Problem to solve:
When you restate the records, do so word for word and omit any picture they contain.

Supplied records:
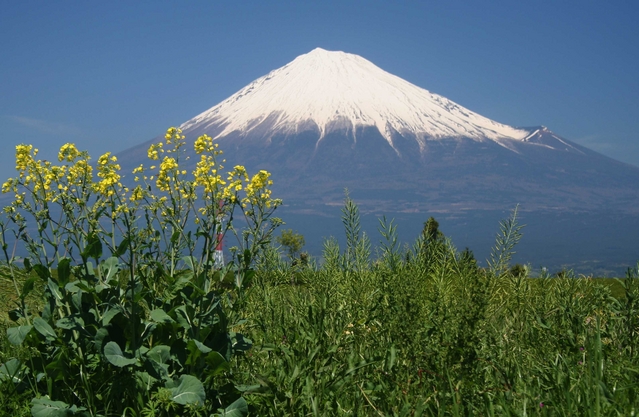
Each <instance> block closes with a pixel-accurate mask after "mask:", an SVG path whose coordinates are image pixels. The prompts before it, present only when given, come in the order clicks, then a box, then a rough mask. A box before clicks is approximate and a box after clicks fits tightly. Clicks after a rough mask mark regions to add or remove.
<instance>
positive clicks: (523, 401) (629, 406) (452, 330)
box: [236, 199, 639, 416]
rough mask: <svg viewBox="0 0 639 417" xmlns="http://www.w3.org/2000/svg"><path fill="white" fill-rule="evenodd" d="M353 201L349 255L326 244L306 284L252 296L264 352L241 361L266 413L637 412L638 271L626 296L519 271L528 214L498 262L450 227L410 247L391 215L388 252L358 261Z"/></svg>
mask: <svg viewBox="0 0 639 417" xmlns="http://www.w3.org/2000/svg"><path fill="white" fill-rule="evenodd" d="M353 205H354V203H352V201H350V202H349V200H348V199H347V201H346V204H345V209H344V217H343V221H344V224H345V228H346V230H347V247H346V249H345V250H344V251H342V250H341V249H340V247H339V245H338V244H337V242H336V241H335V240H333V239H329V240H327V241H326V242H325V246H324V256H323V257H324V263H323V264H322V266H321V267H320V268H319V269H317V270H315V271H313V272H309V275H310V276H311V277H310V278H309V279H308V280H307V281H306V284H305V285H303V286H296V287H290V286H286V285H276V286H275V285H264V286H260V287H259V288H254V291H253V292H252V294H251V297H250V299H249V300H248V301H247V304H246V317H247V318H248V319H249V322H250V323H253V326H252V327H251V329H250V331H249V332H248V335H249V337H251V339H252V340H254V349H253V351H252V352H251V354H250V356H246V357H244V358H243V360H242V361H238V362H237V364H236V366H237V367H238V375H243V378H244V381H245V384H246V385H245V386H244V387H242V390H243V392H244V393H245V397H246V398H247V401H248V402H249V406H250V408H251V410H253V412H254V413H255V414H256V415H266V416H283V415H290V416H293V415H331V416H332V415H371V416H379V415H398V416H399V415H405V416H409V415H432V416H434V415H437V416H440V415H451V416H457V415H592V416H595V415H599V416H607V415H610V416H613V415H615V416H616V415H632V414H633V413H635V414H636V412H637V410H638V409H639V397H638V394H639V390H638V389H637V387H639V379H638V378H639V373H638V372H636V370H637V369H639V359H638V358H637V356H636V342H635V341H633V340H631V339H630V336H628V337H626V334H628V335H633V336H634V335H635V334H636V333H632V331H633V330H632V329H634V332H636V331H637V327H636V326H637V325H636V321H633V320H634V319H635V318H637V315H636V298H633V297H634V296H633V295H632V294H634V292H636V288H635V287H633V285H634V284H635V281H637V280H633V279H630V278H631V277H634V276H635V275H633V274H636V272H635V270H633V271H631V273H630V275H629V278H627V279H625V280H623V284H622V285H624V286H627V287H628V291H627V292H628V294H629V296H627V297H620V298H619V299H615V298H613V297H611V296H610V290H609V287H608V286H607V285H603V284H602V283H601V282H598V280H592V279H588V278H574V277H566V278H547V277H546V278H539V279H535V278H528V277H527V275H526V274H521V273H509V271H515V272H517V271H521V270H522V269H523V270H524V271H525V269H524V268H514V267H512V266H510V265H509V264H508V261H509V259H510V256H511V255H512V251H513V248H514V244H515V243H516V241H518V239H519V237H520V233H519V230H520V226H518V225H517V222H516V213H514V216H513V218H511V219H509V220H506V221H504V222H502V231H501V234H500V236H499V237H498V240H497V247H496V249H495V250H494V252H493V254H494V256H493V257H492V258H491V268H489V269H484V268H480V267H479V266H478V264H477V261H476V260H475V258H474V256H473V254H472V252H471V251H469V250H468V249H466V250H464V251H461V252H458V251H457V250H456V248H455V247H454V246H453V245H452V244H451V242H450V241H448V240H446V239H445V238H444V237H443V235H441V234H439V233H437V234H435V236H436V238H435V239H432V236H430V237H431V239H429V237H428V236H421V237H420V239H419V240H418V242H417V243H416V245H414V247H412V248H404V249H400V248H399V247H398V245H397V244H396V240H395V236H396V231H395V229H394V226H393V223H392V222H388V221H386V219H384V218H382V219H381V220H380V227H379V229H380V233H381V235H382V242H381V245H380V247H379V249H378V252H377V253H378V256H377V259H375V260H374V261H373V262H372V263H369V264H366V265H362V264H360V265H358V266H357V267H355V265H357V263H356V261H355V258H354V257H353V256H352V255H353V252H354V248H356V247H357V245H358V238H359V239H361V238H362V235H361V234H360V233H359V232H357V231H358V221H357V211H356V209H355V207H354V206H353ZM349 241H350V243H349ZM349 249H350V252H349ZM257 274H258V276H259V275H260V274H262V271H260V270H258V272H257ZM633 291H634V292H633ZM634 340H636V339H634Z"/></svg>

Written response:
Each <instance> block closes with a pixel-accurate mask after "mask:", an SVG path whose coordinates are image pixels. The prompts before it, present only when given, come in the order clicks, then a box, then a rough mask. A box before clicks is approximate and a box after clicks fits tightly. Clicks after a rough mask mark regions to add or remove.
<instance>
positive clicks: (523, 401) (629, 406) (452, 330)
box: [236, 199, 639, 416]
rough mask: <svg viewBox="0 0 639 417" xmlns="http://www.w3.org/2000/svg"><path fill="white" fill-rule="evenodd" d="M353 201L349 255L326 244L306 284L252 296L264 352L241 361L266 413L637 412L638 271L626 296L519 271L528 214L498 262L450 227L410 247L391 215L388 252L358 261Z"/></svg>
mask: <svg viewBox="0 0 639 417" xmlns="http://www.w3.org/2000/svg"><path fill="white" fill-rule="evenodd" d="M353 205H354V203H352V201H350V202H349V200H348V199H347V201H346V204H345V209H344V217H343V221H344V224H345V228H346V230H347V247H346V249H345V250H344V251H342V250H341V249H340V247H339V245H338V244H337V242H336V241H335V240H333V239H329V240H327V241H326V242H325V246H324V256H323V257H324V263H323V264H322V266H321V267H320V268H319V269H317V270H315V271H313V272H309V275H310V276H311V277H310V278H309V279H308V280H307V281H306V284H305V285H303V286H296V287H290V286H286V285H276V286H275V285H264V286H260V287H259V288H254V291H253V292H252V294H251V297H250V299H249V300H248V301H247V304H246V317H247V318H248V319H249V322H250V323H253V326H252V327H251V329H250V331H249V332H248V335H249V337H251V339H252V340H254V349H253V351H252V352H251V354H250V356H246V357H244V358H243V360H242V361H238V362H237V364H236V366H237V367H238V375H243V378H244V381H245V384H246V385H245V386H244V387H242V390H243V392H244V393H245V397H246V398H247V401H248V402H249V406H250V408H251V410H253V412H254V413H255V414H256V415H266V416H283V415H290V416H293V415H331V416H332V415H371V416H379V415H398V416H399V415H405V416H409V415H432V416H434V415H437V416H440V415H451V416H457V415H592V416H595V415H599V416H607V415H610V416H613V415H615V416H616V415H632V414H633V413H635V414H636V412H637V410H638V409H639V397H638V394H639V390H638V389H637V387H639V379H638V378H639V373H638V372H636V370H637V369H639V359H638V358H637V356H636V342H635V341H633V340H631V339H630V336H628V337H626V334H628V335H633V336H634V335H635V334H636V333H632V331H633V330H632V329H634V332H636V331H637V327H636V326H637V325H636V321H633V320H634V319H635V318H637V315H636V298H633V297H634V296H633V295H632V294H634V292H636V288H635V287H633V285H634V284H635V281H637V280H633V279H630V278H631V277H634V276H635V275H633V274H636V272H635V270H633V271H631V273H630V275H629V278H627V279H625V280H623V284H622V285H624V286H627V287H628V291H627V292H628V294H629V296H627V297H620V298H619V299H615V298H613V297H611V296H610V290H609V287H608V286H607V285H603V284H602V283H601V282H598V280H592V279H588V278H574V277H566V278H547V277H546V278H539V279H535V278H528V277H527V275H526V274H521V273H509V271H515V272H517V271H521V270H522V269H523V270H524V271H525V269H524V268H514V267H512V266H510V265H509V264H508V261H509V259H510V256H511V255H512V251H513V248H514V244H515V243H516V241H518V239H519V237H520V233H519V230H520V226H518V225H517V222H516V213H514V216H513V218H511V219H509V220H506V221H504V222H502V231H501V234H500V236H499V237H498V240H497V247H496V249H495V250H494V252H493V254H494V256H493V257H492V258H491V268H489V269H484V268H480V267H479V266H478V264H477V261H476V260H475V258H474V256H473V254H472V252H471V251H469V250H468V249H466V250H464V251H461V252H458V251H457V250H456V248H455V247H454V246H453V245H452V244H451V242H450V241H448V240H446V239H445V238H444V237H443V235H441V234H439V233H437V234H435V236H436V238H435V239H432V236H430V237H431V239H429V237H428V236H421V237H420V239H419V240H418V242H417V243H416V245H414V247H412V248H404V249H400V248H399V247H398V245H397V244H396V240H395V236H396V231H395V229H394V226H393V223H392V222H388V221H386V219H384V218H382V219H381V220H380V227H379V229H380V233H381V235H382V242H381V245H380V247H379V249H378V252H377V253H378V256H377V259H375V260H374V261H373V262H372V263H369V264H366V265H362V264H360V265H358V266H357V267H355V265H357V263H356V261H355V258H354V257H353V256H352V255H353V252H354V248H356V247H357V245H358V238H359V239H361V238H362V235H361V234H360V233H359V232H357V231H358V221H357V211H356V209H355V207H354V206H353ZM349 241H350V243H349ZM349 249H350V252H349ZM257 274H258V276H259V275H260V274H262V271H260V270H258V272H257ZM633 291H634V292H633ZM634 340H636V339H634Z"/></svg>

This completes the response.